▶ **WHAT YOU HAVE TO DO**: Copy the data verbatim, starting at the line containing "- **Query:** blonde hair" and continuing down to the end of the data, with both ends included.

▶ **INPUT RECORDS**:
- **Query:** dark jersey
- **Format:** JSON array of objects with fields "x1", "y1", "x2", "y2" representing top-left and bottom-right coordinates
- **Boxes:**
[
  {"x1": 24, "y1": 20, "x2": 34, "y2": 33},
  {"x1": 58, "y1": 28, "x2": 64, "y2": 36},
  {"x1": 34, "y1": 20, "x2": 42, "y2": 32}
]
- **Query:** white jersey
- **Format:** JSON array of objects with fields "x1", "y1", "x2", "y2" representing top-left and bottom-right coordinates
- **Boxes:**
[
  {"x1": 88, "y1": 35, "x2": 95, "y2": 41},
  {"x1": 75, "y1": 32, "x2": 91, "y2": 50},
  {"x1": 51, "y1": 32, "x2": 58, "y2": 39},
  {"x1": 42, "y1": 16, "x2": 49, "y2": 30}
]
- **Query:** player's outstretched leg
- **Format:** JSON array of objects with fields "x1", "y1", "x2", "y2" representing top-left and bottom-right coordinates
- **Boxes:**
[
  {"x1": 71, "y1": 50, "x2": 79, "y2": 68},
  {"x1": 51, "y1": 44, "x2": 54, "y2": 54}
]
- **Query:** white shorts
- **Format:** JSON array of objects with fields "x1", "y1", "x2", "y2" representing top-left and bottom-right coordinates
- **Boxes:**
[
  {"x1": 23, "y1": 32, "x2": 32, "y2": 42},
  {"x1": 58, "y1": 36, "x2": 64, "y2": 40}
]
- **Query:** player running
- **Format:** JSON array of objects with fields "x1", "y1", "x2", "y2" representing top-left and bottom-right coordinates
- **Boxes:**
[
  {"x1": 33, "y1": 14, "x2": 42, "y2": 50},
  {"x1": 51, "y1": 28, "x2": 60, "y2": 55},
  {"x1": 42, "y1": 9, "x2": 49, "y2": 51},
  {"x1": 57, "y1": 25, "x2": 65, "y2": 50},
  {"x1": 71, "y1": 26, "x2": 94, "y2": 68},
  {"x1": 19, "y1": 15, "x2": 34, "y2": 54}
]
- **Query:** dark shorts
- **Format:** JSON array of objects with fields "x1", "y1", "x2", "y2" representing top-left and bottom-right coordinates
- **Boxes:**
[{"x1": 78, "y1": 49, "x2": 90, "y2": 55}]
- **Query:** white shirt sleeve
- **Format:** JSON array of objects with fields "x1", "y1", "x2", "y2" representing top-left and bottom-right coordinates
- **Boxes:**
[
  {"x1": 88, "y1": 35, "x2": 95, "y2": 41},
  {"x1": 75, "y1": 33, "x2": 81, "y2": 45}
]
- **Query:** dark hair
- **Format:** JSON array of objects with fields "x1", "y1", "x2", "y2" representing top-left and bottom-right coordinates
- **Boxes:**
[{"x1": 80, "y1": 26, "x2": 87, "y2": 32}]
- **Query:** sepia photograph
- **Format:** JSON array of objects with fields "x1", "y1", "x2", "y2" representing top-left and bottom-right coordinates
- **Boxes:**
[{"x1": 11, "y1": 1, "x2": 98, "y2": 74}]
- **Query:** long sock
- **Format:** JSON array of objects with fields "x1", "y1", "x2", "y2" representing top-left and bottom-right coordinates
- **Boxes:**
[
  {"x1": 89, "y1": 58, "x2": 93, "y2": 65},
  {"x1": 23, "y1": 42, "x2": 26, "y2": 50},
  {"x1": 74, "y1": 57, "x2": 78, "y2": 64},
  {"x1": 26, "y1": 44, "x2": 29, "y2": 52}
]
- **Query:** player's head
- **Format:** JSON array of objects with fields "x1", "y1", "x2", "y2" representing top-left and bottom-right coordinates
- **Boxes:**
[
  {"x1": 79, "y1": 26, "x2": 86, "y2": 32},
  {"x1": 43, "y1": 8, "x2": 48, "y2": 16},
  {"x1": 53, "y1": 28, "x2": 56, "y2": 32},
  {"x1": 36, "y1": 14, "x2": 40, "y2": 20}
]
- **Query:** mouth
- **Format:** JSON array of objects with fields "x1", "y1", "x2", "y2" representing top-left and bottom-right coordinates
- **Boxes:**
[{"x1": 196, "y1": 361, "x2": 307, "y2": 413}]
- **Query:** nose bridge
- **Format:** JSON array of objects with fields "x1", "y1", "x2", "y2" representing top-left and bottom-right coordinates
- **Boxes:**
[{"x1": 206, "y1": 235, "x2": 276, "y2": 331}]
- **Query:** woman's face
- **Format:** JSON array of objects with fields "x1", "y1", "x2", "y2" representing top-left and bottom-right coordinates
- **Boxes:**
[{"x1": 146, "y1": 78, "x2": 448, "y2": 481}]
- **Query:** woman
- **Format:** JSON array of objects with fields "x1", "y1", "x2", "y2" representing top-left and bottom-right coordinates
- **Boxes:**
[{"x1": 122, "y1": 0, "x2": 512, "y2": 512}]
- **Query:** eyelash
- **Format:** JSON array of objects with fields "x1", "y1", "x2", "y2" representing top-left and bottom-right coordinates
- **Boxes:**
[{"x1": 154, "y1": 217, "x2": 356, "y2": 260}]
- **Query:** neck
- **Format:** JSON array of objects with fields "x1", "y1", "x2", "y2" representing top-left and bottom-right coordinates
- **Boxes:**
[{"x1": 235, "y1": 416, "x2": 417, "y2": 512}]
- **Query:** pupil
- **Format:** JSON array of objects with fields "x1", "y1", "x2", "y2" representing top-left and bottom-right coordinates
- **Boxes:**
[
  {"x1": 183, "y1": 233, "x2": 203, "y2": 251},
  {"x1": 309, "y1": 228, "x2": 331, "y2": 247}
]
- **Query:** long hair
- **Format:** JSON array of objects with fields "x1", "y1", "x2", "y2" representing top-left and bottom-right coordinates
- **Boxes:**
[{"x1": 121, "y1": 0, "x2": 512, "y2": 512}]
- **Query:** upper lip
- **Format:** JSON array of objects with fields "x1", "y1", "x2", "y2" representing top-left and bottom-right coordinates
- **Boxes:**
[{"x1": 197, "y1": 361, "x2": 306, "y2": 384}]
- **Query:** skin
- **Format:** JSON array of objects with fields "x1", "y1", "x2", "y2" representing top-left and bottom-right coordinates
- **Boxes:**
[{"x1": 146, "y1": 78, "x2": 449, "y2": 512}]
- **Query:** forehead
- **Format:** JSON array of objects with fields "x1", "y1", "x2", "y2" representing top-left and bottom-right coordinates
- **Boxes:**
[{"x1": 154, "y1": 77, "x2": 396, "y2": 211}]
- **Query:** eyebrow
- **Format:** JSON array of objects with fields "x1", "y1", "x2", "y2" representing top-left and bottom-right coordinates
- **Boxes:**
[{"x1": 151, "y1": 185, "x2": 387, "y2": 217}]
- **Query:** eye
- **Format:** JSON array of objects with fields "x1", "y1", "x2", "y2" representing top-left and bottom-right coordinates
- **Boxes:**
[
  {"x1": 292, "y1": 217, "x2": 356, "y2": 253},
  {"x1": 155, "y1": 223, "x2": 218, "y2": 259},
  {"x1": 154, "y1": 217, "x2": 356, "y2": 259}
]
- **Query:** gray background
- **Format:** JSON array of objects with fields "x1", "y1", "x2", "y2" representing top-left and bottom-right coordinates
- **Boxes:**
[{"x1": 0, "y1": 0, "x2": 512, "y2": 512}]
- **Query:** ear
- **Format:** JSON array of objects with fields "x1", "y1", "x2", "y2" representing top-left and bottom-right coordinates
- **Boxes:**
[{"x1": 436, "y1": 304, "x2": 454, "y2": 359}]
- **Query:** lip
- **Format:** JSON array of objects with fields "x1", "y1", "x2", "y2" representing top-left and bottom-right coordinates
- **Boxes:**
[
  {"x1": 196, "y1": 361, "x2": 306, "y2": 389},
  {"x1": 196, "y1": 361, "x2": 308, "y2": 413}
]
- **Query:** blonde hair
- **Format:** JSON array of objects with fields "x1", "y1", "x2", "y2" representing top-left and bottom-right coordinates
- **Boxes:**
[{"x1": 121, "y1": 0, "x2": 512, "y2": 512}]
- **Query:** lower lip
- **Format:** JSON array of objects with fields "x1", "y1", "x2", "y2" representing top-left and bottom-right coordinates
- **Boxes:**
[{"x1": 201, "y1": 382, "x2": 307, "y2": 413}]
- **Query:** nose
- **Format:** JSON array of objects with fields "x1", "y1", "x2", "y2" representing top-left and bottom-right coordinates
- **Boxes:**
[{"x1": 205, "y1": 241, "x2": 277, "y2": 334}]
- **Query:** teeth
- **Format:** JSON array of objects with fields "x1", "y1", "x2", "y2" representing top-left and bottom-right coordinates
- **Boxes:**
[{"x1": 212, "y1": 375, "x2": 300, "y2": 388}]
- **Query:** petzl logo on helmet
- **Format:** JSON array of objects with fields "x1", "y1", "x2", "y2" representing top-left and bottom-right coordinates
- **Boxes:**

▶ **RESULT**:
- **Query:** blonde hair
- **Format:** JSON array of objects with fields "x1", "y1", "x2", "y2" representing top-left and bottom-right coordinates
- **Boxes:**
[{"x1": 121, "y1": 0, "x2": 512, "y2": 512}]
- **Query:** lower lip
- **Format:** JSON array of objects with fields "x1", "y1", "x2", "y2" representing top-left and bottom-right coordinates
- **Boxes:**
[{"x1": 201, "y1": 382, "x2": 307, "y2": 413}]
- **Query:** nose
- **Format:** JSON array of objects with fields "x1", "y1", "x2", "y2" representing top-left and bottom-right coordinates
- **Boxes:**
[{"x1": 205, "y1": 241, "x2": 277, "y2": 334}]
- **Query:** teeth
- **Format:** JSON array of objects with fields "x1", "y1", "x2", "y2" representing top-left and bottom-right coordinates
- **Boxes:**
[{"x1": 212, "y1": 375, "x2": 300, "y2": 388}]
- **Query:** petzl logo on helmet
- **Format:** JSON array of objects with fields "x1", "y1", "x2", "y2" representing top-left and bottom-right coordinates
- **Boxes:**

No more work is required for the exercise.